▶ _Exercise description_
Report how many lines of the listing below contain the string "parking", with case counting. Give only the number.

═════ Stored records ═════

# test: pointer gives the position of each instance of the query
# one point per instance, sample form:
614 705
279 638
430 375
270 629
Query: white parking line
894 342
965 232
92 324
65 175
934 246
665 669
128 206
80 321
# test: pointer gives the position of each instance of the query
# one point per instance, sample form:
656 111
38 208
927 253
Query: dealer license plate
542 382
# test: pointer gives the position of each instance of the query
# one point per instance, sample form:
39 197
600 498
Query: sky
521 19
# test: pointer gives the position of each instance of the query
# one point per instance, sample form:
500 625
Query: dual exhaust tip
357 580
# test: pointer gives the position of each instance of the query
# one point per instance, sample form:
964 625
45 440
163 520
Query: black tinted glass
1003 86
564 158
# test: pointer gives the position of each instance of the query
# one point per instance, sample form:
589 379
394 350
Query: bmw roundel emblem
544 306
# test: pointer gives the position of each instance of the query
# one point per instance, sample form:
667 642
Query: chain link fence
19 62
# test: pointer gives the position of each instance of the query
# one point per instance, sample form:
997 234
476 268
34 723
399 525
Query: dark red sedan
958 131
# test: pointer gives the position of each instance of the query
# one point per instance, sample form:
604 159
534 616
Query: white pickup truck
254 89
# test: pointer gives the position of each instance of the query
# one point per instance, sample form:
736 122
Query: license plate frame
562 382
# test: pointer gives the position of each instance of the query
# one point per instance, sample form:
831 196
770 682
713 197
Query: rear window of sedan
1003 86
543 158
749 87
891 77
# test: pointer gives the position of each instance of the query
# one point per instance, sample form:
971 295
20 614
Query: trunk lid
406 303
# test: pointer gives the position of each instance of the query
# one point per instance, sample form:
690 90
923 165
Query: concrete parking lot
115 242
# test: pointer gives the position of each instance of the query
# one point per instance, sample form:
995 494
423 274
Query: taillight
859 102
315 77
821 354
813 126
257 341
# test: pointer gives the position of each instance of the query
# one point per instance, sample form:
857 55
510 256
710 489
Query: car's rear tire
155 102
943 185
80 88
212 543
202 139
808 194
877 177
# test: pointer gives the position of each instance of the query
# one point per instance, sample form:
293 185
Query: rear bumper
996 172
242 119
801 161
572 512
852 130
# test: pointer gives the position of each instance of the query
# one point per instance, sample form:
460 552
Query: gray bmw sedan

═════

▶ _Solution_
2